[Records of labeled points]
■ ■ ■ ■ ■ ■ ■
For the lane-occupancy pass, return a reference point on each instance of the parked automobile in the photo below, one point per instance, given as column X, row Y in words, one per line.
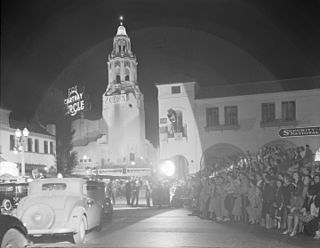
column 12, row 232
column 62, row 206
column 10, row 195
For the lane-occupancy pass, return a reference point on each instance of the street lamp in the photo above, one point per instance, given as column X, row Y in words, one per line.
column 21, row 136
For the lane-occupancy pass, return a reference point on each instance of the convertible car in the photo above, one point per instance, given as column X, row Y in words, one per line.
column 62, row 206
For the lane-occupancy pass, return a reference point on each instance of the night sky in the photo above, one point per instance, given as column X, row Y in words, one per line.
column 49, row 43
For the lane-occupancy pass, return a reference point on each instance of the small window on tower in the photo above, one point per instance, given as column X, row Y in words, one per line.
column 118, row 80
column 175, row 90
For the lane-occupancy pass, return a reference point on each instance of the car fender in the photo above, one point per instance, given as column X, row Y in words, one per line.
column 75, row 216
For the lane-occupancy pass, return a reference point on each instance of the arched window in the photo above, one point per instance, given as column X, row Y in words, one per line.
column 118, row 80
column 127, row 75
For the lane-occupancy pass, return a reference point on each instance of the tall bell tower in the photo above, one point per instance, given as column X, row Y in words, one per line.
column 123, row 103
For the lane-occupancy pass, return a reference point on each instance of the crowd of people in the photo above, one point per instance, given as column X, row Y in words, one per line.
column 275, row 188
column 154, row 192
■ ■ ■ ■ ■ ■ ■
> _The task_:
Reproduce the part of the lines that opens with the line containing "of the small" and closes with the line containing "column 175, row 90", substituting "tower window" for "small window on tower" and leaving everything else unchanged.

> _Answer for the task_:
For the lane-occupancy pass, return a reference point on each instance of the tower window in the photo above, one point per instance, given as column X, row Y in words, one per line.
column 118, row 80
column 175, row 90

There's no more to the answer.